О теории прозы - [23]
Индия сравнительно недалеко, но недоступна.
Северный океан близко, но на нем льды.
Все это заставляло искать дороги.
Движение прямой дорогой – вот необходимость.
И нам нужна была дорога со сравнительно обжитого берега к Командорским островам.
Был такой человек, Прибылов, который шестнадцать раз выходил в море, в океан, искал дорогу к своей необходимости; и с неудачей возвращался на берег.
Он открыл острова на востоке Берингова моря на семнадцатый раз.
Совершая шестнадцать попыток, Прибылов как бы все время натыкался на какой-то «необходимый» камень, как бы выступающий мыс, препятствие, которое он не мог обойти.
Вот в это время закрепилось название «необходимый камень».
Это необходимость идущего.
Нам необходимо создать новую систему земледелия.
И есть другая необходимость – чтобы не промочить ноги, необходимо надеть галоши; надеть пальто в мороз.
Эти две необходимости находятся в вечной вражде.
Необходимость большой теории, теории, которая исходила бы из практики – искусства разных народов, – это нам необходимо.
Препятствия, камень, высокий мыс делают нам эту дорогу необходимой.
Мы довольствуемся доступным, и это называем необходимым.

◆ Блок данных ◆

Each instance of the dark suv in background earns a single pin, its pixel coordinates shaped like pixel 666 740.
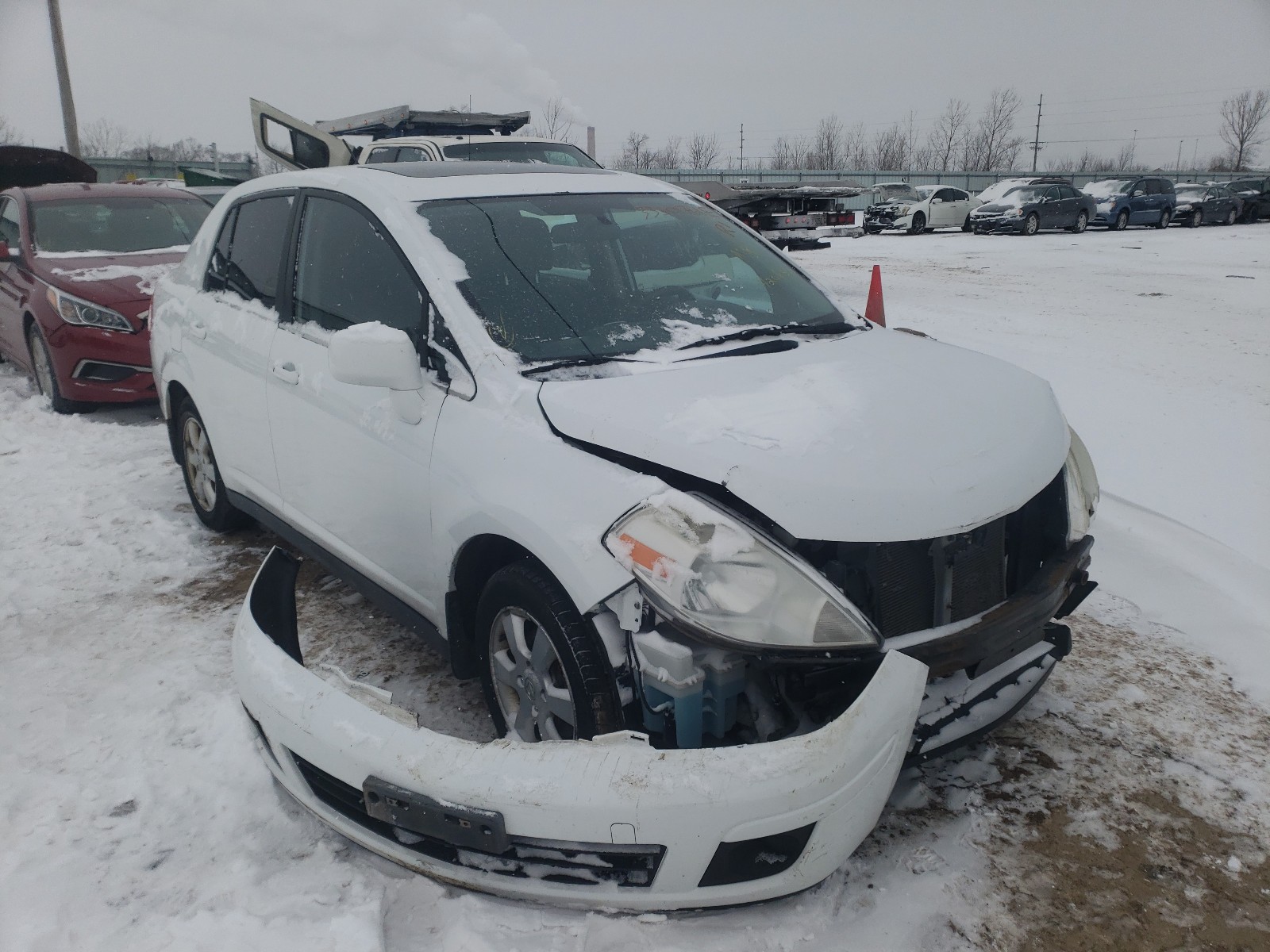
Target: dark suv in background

◆ Письменные задания ◆
- 1) Кратко перескажите абзац отрывка о необходимости, начинающийся словами «Был такой человек, Прибылов», и сохраните его основные факты.
- 2) Продолжите отрывок о необходимости, начав сразу после его последнего предложения.
Данные для выполнения заданий не понадобятся.

◆ Ответы ◆
- 1) Прибылов шестнадцать раз выходил в океан, искал дорогу к своей необходимости и каждый раз неудачно возвращался на берег.

- 2)
Необходимо, когда думаешь о Достоевском, знать, что он был петрашевцем, что он был мечтателем, что он взрослый прославленный человек, который жил недалеко от площади, где он был поставлен в одном белье – холщовой рубашке с длинными рукавами, а на голове у него был маленький, беленький, узкий колпак – колпак этот назывался тюриком – к злодеям необходимо было быть сниходительными.
Тюрик надевали на глаза; вот признанный писатель в форме, необходимой для гениального человека.
Но вещь, форма необходима и для другого человека, там они имеют другую необходимость: то, что окружает человека.
Вот о борьбе этих двух необходимостей вы прочтете в этой книге, которой я продолжаю разговор о теории прозы, начатый почти шестьдесят лет тому назад.
Был такой диалог между Достоевским и Сувориным:
– Если бы вы узнали о готовящемся покушении на государя императора, вы бы донесли?
– Нет, – как бы удивился Суворин.
– И я нет, – сказал Достоевский.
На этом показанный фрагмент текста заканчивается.